There’s also another way to estimate image similarity, which is based on computing a scalar score for each pair. We’ll be using www.github.com/google/butteraugli
Butteraugli, a simple and user-friendly software for measuring perceived differences between images bases on a scientific approach. Butteraugli is easy to compile (just run $ make ) and offers a simple command-line syntax:
$ ./butteraugli file1 file2
Butteraugli accepts both JPEG and PNG files and requires that both files in a pair have equal dimensions in pixels. The output is a score of similarity, where 0 means that both images are identical, while any other positive value reflects the amount of difference. The great extra feature of
Butteraugli is its ability to draw a ‘heat map’ of differences between images. All you need to do is specify the output file:
$ ./butteraugli file1 file2 heat.ppm
The resulting PPM file will show you areas that have differences between your images. The practical purpose of
Butteraugli is that it helps detect changes that are barely visible to the naked eye. So, while Findimagedupes helps you detect similar images, Butteraugli will be more specific in pointing out what exactly differs.
We’ll now assume that all images that survived our Great Purge are precious, but we still want to reduce their data footprint. Google’s engineers have created a tool that slims down JPEG files without compromising on quality. Guetzli claims a 20-30 per cent improvement in reduced file sizes over the usual way that you write JPEG in Linux using libjpeg. According to the Guetzli developers, it strikes a balance between minimal loss and file size by employing a search algorithm that tries to overcome the difference between the psychovisual modeling of JPEG’s format and Guetzli’s psychovisual model. Guetzli works at a leisurely pace. According to Google’s documentation, it takes about one minute to encode one megapixel of bitmap data. This means Guetzli will be processing each of your photos painfully slowly, but on the plus side the program delivers the best JPEG file size optimisation for images that were compressed with a ratio between 84 and 100. In other words, Guetzli will be useful in case you need to maintain very high image quality without increasing the amount of JPEG compression. It’s great for a one-time optimisation pass that will free some space on your file server or any other storage that you use.

PROVIDED RECORDS →

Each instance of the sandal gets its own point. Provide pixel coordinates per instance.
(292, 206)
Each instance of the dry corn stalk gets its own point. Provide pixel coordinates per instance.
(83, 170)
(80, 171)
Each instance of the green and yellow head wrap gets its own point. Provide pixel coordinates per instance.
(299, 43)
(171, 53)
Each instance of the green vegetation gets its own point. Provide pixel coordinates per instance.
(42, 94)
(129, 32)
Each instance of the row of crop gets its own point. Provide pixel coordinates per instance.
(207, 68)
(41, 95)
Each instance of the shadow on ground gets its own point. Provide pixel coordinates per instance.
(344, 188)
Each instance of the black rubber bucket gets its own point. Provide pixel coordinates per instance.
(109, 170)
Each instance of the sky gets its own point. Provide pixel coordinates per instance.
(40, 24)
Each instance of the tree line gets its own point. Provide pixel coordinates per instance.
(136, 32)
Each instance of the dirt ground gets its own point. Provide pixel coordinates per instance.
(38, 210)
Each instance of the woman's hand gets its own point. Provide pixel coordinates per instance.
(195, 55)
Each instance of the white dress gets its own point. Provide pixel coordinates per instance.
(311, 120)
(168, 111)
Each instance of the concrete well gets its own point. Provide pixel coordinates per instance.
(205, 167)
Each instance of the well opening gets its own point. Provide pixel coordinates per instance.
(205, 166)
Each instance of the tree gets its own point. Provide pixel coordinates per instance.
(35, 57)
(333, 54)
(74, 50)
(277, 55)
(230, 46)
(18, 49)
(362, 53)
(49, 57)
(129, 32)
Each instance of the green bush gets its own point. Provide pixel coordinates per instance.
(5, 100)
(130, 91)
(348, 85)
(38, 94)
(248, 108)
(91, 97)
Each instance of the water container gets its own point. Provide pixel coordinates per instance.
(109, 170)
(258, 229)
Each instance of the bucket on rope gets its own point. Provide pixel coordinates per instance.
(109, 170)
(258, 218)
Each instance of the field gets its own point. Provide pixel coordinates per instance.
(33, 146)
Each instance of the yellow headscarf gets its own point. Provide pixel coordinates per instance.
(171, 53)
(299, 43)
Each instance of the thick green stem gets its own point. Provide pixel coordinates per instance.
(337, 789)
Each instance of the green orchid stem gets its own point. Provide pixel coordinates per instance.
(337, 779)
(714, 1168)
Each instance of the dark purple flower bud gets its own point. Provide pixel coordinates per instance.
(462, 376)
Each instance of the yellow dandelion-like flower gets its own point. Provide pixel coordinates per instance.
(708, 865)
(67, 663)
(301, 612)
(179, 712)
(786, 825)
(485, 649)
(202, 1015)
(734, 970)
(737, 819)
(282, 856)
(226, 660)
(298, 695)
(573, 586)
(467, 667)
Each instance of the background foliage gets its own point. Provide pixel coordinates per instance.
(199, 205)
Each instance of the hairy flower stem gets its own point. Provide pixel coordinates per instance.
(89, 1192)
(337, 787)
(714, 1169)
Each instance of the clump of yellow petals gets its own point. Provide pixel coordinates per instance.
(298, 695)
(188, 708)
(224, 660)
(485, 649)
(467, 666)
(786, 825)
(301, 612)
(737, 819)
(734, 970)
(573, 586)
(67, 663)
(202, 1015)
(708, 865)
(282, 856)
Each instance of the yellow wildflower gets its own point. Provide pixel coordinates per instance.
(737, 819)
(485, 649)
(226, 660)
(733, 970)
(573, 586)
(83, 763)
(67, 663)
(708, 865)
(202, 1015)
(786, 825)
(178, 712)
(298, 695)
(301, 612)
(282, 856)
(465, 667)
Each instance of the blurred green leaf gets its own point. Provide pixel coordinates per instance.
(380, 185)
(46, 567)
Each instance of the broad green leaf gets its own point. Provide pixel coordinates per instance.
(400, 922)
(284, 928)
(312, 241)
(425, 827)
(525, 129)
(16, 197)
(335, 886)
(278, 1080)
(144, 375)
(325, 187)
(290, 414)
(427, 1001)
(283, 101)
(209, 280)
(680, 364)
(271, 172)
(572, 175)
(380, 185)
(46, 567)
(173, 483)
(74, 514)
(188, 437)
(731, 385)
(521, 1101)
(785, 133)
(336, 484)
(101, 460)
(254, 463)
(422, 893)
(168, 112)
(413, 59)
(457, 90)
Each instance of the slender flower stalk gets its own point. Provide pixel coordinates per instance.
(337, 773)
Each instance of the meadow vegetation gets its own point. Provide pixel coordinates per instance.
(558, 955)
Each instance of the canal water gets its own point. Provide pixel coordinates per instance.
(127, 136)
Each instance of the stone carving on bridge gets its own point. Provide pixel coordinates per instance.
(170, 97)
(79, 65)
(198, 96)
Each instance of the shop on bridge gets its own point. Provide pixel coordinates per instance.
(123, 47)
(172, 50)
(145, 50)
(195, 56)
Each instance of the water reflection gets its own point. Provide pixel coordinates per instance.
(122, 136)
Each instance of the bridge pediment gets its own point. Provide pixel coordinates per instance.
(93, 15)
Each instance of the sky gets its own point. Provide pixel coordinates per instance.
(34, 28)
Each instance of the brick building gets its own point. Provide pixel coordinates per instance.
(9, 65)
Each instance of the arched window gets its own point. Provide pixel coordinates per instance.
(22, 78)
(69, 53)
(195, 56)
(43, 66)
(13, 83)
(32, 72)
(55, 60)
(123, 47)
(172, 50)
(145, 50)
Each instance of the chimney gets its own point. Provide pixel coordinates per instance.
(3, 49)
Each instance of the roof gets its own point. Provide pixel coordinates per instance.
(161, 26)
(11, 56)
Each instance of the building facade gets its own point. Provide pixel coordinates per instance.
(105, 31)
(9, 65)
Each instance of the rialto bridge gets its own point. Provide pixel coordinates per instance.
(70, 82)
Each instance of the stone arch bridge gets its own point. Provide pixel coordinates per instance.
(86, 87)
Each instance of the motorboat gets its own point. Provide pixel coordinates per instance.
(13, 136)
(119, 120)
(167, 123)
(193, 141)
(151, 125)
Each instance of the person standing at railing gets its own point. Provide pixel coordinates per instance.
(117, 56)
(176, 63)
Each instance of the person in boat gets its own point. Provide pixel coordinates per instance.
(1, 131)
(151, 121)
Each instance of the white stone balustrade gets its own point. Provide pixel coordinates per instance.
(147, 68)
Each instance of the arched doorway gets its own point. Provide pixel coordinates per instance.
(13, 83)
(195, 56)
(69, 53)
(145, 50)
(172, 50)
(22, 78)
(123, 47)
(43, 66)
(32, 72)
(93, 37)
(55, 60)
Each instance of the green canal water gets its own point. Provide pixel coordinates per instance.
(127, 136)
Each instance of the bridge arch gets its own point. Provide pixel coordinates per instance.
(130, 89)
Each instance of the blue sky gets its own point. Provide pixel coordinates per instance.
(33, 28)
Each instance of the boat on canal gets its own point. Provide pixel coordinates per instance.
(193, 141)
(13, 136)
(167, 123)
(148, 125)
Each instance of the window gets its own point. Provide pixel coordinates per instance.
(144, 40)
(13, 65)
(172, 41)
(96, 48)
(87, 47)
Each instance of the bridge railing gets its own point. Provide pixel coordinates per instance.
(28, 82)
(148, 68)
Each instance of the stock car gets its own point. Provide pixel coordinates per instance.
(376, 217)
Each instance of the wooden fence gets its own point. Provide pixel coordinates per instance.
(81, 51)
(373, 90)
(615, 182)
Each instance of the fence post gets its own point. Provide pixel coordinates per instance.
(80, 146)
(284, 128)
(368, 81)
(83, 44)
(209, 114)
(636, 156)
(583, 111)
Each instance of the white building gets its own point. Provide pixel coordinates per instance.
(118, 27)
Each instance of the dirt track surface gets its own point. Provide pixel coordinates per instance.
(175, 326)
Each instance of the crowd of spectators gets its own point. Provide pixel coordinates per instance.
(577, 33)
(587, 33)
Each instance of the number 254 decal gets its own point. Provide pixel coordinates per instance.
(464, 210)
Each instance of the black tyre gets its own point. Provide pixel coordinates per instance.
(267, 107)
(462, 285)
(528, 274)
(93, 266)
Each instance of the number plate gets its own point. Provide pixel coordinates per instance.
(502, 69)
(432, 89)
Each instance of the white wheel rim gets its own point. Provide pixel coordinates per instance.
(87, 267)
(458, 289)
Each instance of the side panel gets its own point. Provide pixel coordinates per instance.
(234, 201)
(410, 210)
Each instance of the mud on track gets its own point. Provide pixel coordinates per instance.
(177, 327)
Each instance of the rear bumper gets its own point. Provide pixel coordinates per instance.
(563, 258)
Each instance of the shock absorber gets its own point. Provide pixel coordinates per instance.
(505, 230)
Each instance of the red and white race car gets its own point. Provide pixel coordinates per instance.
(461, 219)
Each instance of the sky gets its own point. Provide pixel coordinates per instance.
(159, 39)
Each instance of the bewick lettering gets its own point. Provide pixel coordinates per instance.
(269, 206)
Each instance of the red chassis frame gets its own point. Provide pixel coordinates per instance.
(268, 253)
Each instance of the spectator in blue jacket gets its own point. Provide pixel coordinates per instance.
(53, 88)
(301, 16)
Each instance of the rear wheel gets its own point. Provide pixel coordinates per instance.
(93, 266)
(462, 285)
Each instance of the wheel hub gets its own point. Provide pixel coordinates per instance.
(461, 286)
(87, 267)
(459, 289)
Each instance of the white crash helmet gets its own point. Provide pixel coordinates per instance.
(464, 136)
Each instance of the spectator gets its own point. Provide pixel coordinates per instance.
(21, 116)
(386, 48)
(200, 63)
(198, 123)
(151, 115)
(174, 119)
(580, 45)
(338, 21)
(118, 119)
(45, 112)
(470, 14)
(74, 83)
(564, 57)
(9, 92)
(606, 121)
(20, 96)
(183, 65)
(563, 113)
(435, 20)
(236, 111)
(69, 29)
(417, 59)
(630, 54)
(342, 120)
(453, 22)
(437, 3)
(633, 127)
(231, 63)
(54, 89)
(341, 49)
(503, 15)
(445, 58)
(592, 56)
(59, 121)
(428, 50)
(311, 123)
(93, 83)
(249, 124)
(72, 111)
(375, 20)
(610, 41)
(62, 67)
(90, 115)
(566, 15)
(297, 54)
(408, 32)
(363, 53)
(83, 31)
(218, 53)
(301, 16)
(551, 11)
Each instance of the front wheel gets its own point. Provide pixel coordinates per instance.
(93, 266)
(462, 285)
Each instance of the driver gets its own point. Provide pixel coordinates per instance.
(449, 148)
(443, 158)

YOUR INSTRUCTIONS →
List every image file format that the image-tools text mentions. The material can be left aside here.

THE REPLY →
JPEG, PNG, PPM